Por uma esquerda que seja antirracista para além das hashtags

Newsletter da Ponte, por Fausto Salvadori

Se havia alguma dúvida de que a centro-esquerda brasileira que está no poder não aprendeu nada com os protestos antirracistas realizados após as mortes de George Floyd e Beto Freitas e que continua desprezando a luta de negros e indígenas, ela se dissipou no último dia 2 de junho.

Neste dia aconteceu a 82ª Reunião Ordinária do Conselho Nacional de Secretários de Segurança Pública. Representantes de todos os 26 estados e do Distrito Federal tiveram ali uma oportunidade de enfrentar a principal arma da violência racista cometida todos os dias pelas polícias brasileiras: a prática do que os magistrados chamam de buscas pessoais, mas que as ruas conhecem como enquadro, geral ou baculejo.

A oportunidade havia sido dada por uma decisão da Sexta Turma do Superior Tribunal de Justiça, determinando que a polícia não poderia mais dar enquadros como prática de “rotina” ou “praxe” do policiamento ostensivo, que só serve para perpetuar o racismo estrutural da sociedade brasileira, mas somente com base em indícios concretos. E o que aconteceu? Os secretários de segurança de todo o Brasil, naquele 2 de junho, decidiram que não iriam seguir a determinação do STJ — aproveitando um entendimento jurídico de que não era uma decisão vinculante e que, portanto, eles poderiam, se quisessem, continuar de boa com a prática dos enquadros em suas polícias como sempre fizeram.

[PEDIDO A]
Transcreva integralmente, sem nenhuma alteração, o texto sobre a esquerda e o antirracismo.
O texto e as linhas não têm nenhuma relação entre si.

[DADOS FORNECIDOS]
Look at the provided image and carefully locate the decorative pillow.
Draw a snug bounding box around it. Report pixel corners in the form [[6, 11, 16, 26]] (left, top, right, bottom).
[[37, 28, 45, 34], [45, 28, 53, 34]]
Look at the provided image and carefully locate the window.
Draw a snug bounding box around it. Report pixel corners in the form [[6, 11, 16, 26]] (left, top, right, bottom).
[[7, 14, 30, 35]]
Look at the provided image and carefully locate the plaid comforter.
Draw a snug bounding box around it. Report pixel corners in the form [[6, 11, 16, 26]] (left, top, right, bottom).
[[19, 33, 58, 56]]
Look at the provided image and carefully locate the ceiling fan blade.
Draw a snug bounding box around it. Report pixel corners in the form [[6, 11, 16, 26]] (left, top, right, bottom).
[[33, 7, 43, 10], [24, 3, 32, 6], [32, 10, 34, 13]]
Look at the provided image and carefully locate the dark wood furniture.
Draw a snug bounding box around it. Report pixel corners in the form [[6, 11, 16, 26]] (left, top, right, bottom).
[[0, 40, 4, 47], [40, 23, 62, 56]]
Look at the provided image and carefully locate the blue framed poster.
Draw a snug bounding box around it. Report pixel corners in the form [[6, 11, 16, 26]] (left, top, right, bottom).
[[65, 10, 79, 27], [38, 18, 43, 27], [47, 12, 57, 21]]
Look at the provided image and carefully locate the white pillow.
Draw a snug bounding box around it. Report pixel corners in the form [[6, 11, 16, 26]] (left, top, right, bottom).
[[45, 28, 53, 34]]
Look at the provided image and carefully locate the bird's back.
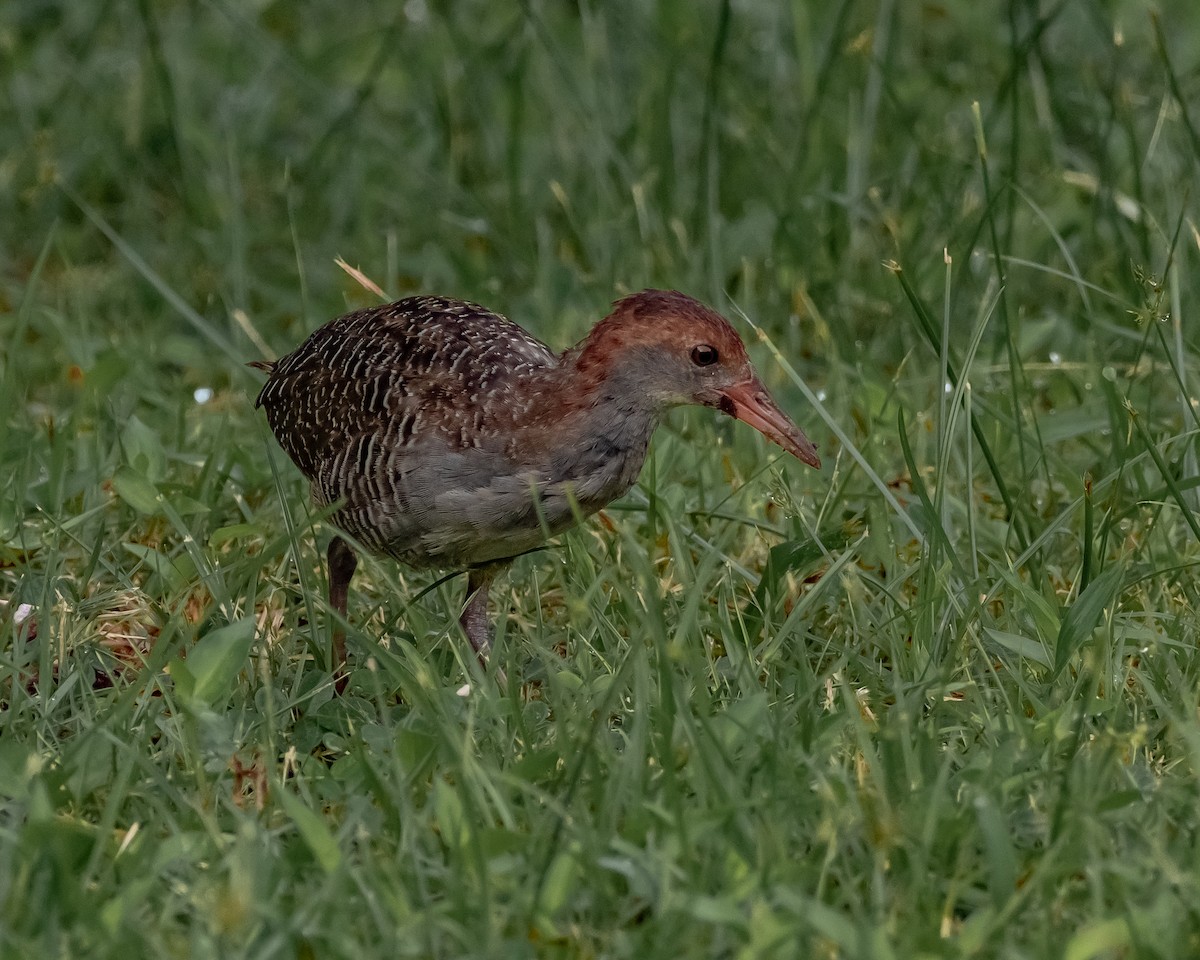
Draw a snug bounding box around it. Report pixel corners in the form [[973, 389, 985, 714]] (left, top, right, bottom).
[[256, 296, 558, 480]]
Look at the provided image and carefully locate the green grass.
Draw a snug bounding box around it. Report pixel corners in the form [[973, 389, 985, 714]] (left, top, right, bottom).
[[0, 0, 1200, 960]]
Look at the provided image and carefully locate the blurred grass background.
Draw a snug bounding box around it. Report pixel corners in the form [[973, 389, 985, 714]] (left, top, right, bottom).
[[0, 0, 1200, 960]]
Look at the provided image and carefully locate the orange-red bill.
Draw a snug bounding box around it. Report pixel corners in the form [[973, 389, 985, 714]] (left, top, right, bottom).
[[720, 377, 821, 469]]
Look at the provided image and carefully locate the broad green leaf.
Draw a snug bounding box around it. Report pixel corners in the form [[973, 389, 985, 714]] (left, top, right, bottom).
[[113, 467, 161, 514], [121, 416, 167, 484], [275, 788, 342, 874], [172, 617, 254, 707], [983, 626, 1050, 667], [1054, 564, 1124, 676]]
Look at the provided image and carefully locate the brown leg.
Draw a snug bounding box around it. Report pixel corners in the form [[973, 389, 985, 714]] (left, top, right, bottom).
[[458, 563, 508, 683], [325, 536, 359, 695]]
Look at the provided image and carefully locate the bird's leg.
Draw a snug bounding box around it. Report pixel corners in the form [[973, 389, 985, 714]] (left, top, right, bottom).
[[458, 563, 508, 684], [325, 536, 359, 695]]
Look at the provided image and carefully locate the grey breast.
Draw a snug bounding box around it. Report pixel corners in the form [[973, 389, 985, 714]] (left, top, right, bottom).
[[258, 296, 558, 565]]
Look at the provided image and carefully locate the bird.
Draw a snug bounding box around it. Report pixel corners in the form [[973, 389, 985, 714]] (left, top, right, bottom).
[[251, 289, 821, 692]]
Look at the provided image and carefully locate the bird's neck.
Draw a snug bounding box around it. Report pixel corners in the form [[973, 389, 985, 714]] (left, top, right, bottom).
[[522, 357, 661, 512]]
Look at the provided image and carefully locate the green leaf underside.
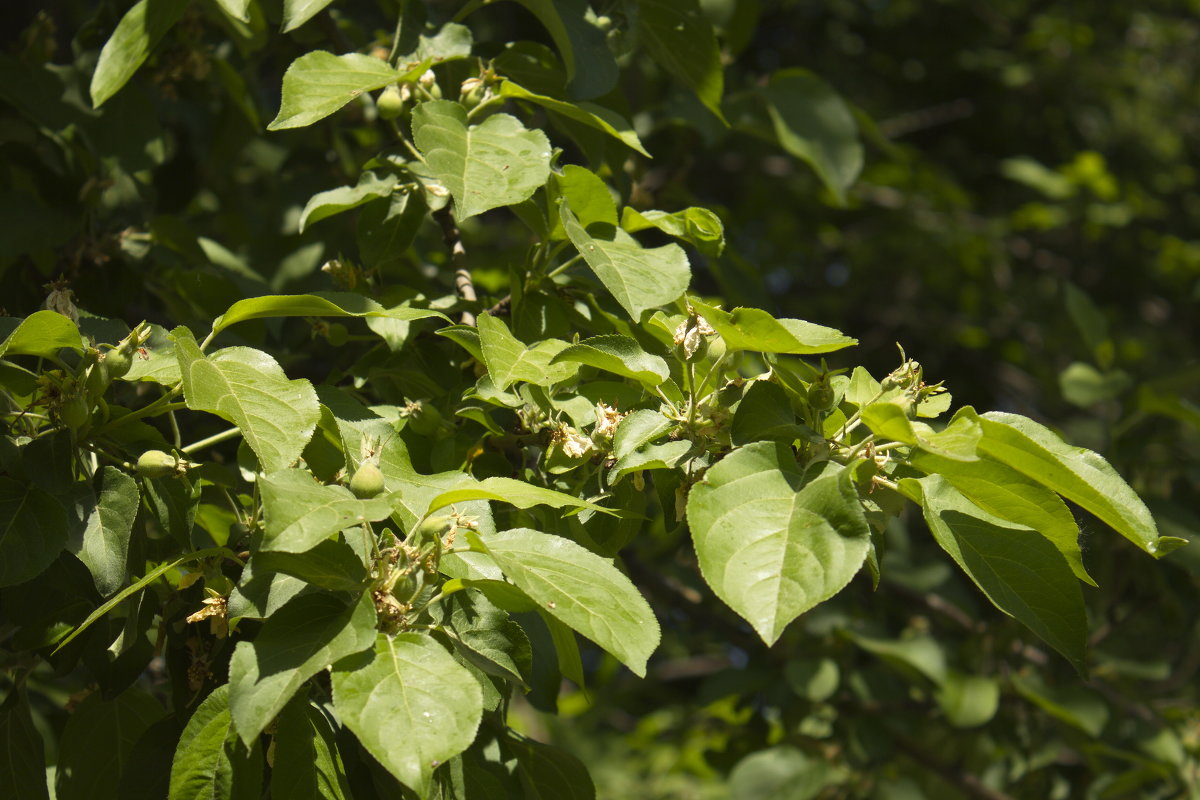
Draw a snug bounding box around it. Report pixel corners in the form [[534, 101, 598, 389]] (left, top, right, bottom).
[[0, 309, 83, 359], [334, 633, 484, 796], [413, 100, 551, 222], [688, 443, 870, 644], [212, 291, 450, 332], [266, 50, 415, 131], [762, 70, 863, 203], [959, 408, 1169, 555], [910, 452, 1096, 587], [691, 299, 858, 355], [229, 593, 376, 744], [259, 469, 391, 553], [476, 314, 578, 391], [474, 528, 660, 676], [172, 327, 320, 473], [551, 333, 671, 386], [558, 203, 691, 320], [497, 80, 652, 158], [901, 475, 1087, 674], [91, 0, 187, 108]]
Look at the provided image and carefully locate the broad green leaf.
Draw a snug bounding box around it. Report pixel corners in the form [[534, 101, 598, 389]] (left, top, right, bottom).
[[637, 0, 725, 122], [413, 100, 551, 222], [469, 528, 660, 676], [558, 203, 691, 320], [959, 408, 1181, 558], [299, 170, 400, 233], [0, 309, 83, 359], [691, 299, 858, 355], [172, 326, 320, 473], [517, 0, 618, 100], [55, 687, 164, 800], [730, 745, 836, 800], [212, 291, 450, 332], [427, 477, 612, 513], [266, 50, 408, 131], [259, 469, 391, 553], [229, 593, 376, 745], [504, 738, 596, 800], [934, 670, 1000, 728], [730, 380, 814, 445], [910, 451, 1096, 587], [863, 402, 983, 462], [901, 475, 1087, 674], [476, 314, 580, 391], [762, 70, 863, 203], [0, 476, 68, 587], [67, 467, 142, 596], [91, 0, 187, 108], [168, 684, 263, 800], [612, 408, 676, 458], [688, 441, 871, 644], [334, 633, 484, 798], [0, 686, 49, 800], [620, 205, 725, 258], [253, 531, 367, 593], [282, 0, 332, 34], [551, 333, 671, 386], [497, 80, 652, 158], [271, 693, 352, 800]]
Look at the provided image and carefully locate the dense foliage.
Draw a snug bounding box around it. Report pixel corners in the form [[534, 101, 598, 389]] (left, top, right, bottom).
[[0, 0, 1200, 800]]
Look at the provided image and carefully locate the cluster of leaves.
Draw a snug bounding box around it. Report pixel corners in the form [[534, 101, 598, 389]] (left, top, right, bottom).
[[0, 0, 1182, 798]]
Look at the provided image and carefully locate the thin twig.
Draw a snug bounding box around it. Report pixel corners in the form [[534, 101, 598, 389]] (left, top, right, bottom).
[[433, 205, 479, 325]]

[PEDIDO B]
Por favor, formate como CSV de duas colunas, consulta e resultado, as linhas dos dados desde o início até a linha que contém "[[256, 296, 558, 480]]", inclusive. Cada texto e sua resposta ocupam uma linha do CSV, cada um num campo entre aspas, com as quebras de linha trocadas por espaços; deixe as imagens de fora.

[RESPOSTA A]
Por uma esquerda que seja antirracista para além das hashtags

Newsletter da Ponte, por Fausto Salvadori

Se havia alguma dúvida de que a centro-esquerda brasileira que está no poder não aprendeu nada com os protestos antirracistas realizados após as mortes de George Floyd e Beto Freitas e que continua desprezando a luta de negros e indígenas, ela se dissipou no último dia 2 de junho.

Neste dia aconteceu a 82ª Reunião Ordinária do Conselho Nacional de Secretários de Segurança Pública. Representantes de todos os 26 estados e do Distrito Federal tiveram ali uma oportunidade de enfrentar a principal arma da violência racista cometida todos os dias pelas polícias brasileiras: a prática do que os magistrados chamam de buscas pessoais, mas que as ruas conhecem como enquadro, geral ou baculejo.

A oportunidade havia sido dada por uma decisão da Sexta Turma do Superior Tribunal de Justiça, determinando que a polícia não poderia mais dar enquadros como prática de “rotina” ou “praxe” do policiamento ostensivo, que só serve para perpetuar o racismo estrutural da sociedade brasileira, mas somente com base em indícios concretos. E o que aconteceu? Os secretários de segurança de todo o Brasil, naquele 2 de junho, decidiram que não iriam seguir a determinação do STJ — aproveitando um entendimento jurídico de que não era uma decisão vinculante e que, portanto, eles poderiam, se quisessem, continuar de boa com a prática dos enquadros em suas polícias como sempre fizeram.

[RESPOSTA B]
consulta,resultado
"Look at the provided image and carefully locate the decorative pillow. Draw a snug bounding box around it. Report pixel corners in the form [[6, 11, 16, 26]] (left, top, right, bottom).","[[37, 28, 45, 34], [45, 28, 53, 34]]"
"Look at the provided image and carefully locate the window. Draw a snug bounding box around it. Report pixel corners in the form [[6, 11, 16, 26]] (left, top, right, bottom).","[[7, 14, 30, 35]]"
"Look at the provided image and carefully locate the plaid comforter. Draw a snug bounding box around it. Report pixel corners in the form [[6, 11, 16, 26]] (left, top, right, bottom).","[[19, 33, 58, 56]]"
"Look at the provided image and carefully locate the ceiling fan blade. Draw a snug bounding box around it. Report pixel corners in the form [[6, 11, 16, 26]] (left, top, right, bottom).","[[33, 7, 43, 10], [24, 3, 32, 6], [32, 10, 34, 13]]"
"Look at the provided image and carefully locate the dark wood furniture. Draw a snug bounding box around it. Report pixel corners in the form [[6, 11, 16, 26]] (left, top, right, bottom).","[[0, 40, 4, 47], [40, 23, 62, 56]]"
"Look at the provided image and carefully locate the blue framed poster. Draw a snug bounding box around it. Report pixel corners in the form [[6, 11, 16, 26]] (left, top, right, bottom).","[[65, 10, 79, 27], [38, 18, 43, 27], [47, 12, 57, 21]]"
"Look at the provided image and carefully locate the white pillow. Draw a snug bounding box around it. Report pixel corners in the form [[6, 11, 16, 26]] (left, top, right, bottom).","[[45, 28, 53, 34]]"
"Look at the provided image and carefully locate the bird's back. Draw a snug bounding box around it. Report pixel corners in the form [[973, 389, 985, 714]] (left, top, right, bottom).","[[256, 296, 558, 480]]"